▶ _WHAT IS REQUIRED_
Your task is to tally the lines of the listing containing the word "below" and report the figure alone.

(DATA SHOWN Opens)

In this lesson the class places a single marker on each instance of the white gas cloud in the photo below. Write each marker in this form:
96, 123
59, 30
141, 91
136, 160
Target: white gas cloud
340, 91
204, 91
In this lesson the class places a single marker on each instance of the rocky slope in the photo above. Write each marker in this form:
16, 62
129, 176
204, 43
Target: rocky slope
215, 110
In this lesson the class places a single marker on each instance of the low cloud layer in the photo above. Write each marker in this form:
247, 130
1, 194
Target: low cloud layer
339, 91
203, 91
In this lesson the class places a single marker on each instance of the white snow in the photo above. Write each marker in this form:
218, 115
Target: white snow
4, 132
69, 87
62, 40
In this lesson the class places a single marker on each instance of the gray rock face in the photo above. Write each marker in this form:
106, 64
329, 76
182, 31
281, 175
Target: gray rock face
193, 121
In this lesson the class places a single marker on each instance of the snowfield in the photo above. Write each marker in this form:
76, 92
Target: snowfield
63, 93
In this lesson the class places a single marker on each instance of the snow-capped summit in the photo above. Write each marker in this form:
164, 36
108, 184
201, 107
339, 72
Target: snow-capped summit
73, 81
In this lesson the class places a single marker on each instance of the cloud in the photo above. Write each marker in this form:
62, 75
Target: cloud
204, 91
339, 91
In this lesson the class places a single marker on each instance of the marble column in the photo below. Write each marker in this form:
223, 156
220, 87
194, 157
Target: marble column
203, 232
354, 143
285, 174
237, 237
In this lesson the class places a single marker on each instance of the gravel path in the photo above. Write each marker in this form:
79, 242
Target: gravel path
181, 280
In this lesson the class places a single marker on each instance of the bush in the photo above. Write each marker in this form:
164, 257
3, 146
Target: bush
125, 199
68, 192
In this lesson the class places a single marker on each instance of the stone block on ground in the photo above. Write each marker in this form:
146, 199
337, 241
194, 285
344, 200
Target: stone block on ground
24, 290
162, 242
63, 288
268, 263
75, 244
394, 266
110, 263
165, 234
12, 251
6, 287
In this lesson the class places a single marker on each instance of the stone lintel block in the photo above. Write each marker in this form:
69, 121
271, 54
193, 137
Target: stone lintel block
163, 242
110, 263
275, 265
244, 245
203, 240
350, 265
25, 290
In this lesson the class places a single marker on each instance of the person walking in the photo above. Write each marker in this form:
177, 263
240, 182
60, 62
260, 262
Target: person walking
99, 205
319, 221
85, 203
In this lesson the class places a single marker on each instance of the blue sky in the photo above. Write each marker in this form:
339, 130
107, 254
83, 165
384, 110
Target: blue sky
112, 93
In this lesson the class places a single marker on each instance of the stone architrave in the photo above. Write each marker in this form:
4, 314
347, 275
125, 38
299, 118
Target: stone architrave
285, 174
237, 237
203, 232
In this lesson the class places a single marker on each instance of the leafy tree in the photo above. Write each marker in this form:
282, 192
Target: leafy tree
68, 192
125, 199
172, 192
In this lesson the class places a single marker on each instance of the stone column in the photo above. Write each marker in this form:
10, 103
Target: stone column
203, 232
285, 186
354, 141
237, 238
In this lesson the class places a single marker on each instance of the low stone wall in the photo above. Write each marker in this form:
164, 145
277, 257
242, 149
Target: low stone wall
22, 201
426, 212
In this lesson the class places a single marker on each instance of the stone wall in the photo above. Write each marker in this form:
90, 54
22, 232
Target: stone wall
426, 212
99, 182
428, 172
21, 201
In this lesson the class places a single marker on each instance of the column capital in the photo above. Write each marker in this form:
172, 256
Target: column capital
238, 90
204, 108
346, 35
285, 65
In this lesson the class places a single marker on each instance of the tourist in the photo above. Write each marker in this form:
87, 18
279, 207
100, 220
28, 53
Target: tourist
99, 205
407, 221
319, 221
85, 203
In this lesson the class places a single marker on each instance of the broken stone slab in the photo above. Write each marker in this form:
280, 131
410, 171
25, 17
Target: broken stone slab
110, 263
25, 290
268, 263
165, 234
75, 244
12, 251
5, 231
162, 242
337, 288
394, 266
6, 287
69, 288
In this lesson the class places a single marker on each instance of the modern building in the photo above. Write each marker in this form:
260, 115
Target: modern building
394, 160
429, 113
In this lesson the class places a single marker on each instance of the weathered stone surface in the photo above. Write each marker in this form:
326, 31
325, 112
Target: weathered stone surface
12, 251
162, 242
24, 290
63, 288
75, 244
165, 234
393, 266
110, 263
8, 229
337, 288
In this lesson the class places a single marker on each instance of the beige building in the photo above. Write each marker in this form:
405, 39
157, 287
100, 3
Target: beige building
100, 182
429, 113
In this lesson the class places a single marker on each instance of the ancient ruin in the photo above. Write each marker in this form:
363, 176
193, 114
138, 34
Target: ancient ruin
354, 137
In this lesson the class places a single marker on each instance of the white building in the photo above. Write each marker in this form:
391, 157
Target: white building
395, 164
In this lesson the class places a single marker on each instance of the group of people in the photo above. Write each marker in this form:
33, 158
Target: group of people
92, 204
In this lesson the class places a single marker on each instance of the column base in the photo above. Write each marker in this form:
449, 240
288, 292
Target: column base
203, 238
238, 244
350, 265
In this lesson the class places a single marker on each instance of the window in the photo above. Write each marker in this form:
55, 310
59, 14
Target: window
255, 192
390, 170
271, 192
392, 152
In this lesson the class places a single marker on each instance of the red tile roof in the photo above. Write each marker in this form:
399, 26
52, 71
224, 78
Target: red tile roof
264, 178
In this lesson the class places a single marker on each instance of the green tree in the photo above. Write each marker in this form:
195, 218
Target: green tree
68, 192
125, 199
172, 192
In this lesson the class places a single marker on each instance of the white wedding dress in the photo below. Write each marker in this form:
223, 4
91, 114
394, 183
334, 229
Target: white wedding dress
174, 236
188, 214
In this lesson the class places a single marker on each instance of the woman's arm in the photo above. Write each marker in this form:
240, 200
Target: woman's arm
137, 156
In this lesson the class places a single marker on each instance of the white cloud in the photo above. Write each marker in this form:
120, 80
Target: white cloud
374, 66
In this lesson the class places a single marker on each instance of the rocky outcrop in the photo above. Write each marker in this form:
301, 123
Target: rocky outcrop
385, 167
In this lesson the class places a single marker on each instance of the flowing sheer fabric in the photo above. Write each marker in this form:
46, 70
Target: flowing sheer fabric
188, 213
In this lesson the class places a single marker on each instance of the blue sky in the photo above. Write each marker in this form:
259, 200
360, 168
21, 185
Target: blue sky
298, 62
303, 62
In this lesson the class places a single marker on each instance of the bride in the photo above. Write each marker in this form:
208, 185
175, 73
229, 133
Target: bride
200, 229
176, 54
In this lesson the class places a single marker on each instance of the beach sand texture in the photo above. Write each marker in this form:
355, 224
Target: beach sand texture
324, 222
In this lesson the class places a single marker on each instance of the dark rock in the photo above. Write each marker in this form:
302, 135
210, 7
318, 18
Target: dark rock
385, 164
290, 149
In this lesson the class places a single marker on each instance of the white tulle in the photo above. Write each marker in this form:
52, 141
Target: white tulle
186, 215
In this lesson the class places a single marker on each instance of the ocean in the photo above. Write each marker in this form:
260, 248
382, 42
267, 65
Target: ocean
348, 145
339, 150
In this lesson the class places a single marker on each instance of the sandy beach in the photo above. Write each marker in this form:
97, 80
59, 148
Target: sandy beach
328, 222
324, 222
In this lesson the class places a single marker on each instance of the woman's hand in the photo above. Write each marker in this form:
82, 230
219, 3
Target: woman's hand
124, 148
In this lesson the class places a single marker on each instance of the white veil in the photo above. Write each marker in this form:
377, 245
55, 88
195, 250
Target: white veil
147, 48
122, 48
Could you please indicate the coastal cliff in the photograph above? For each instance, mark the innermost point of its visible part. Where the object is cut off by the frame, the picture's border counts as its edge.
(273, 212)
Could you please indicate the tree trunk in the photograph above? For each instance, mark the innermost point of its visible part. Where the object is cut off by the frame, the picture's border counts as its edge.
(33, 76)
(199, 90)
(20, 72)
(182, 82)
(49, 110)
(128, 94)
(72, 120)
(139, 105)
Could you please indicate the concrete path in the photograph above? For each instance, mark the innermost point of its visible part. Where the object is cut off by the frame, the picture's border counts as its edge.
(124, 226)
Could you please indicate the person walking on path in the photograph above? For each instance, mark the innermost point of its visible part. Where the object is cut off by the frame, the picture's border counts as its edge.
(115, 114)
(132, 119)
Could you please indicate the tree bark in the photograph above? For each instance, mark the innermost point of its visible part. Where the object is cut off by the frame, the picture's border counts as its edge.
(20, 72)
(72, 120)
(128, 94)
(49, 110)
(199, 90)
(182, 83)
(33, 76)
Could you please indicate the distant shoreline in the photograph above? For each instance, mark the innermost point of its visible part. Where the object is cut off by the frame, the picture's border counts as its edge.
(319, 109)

(DATA SHOWN Closes)

▶ _RESULT OF THIS TASK_
3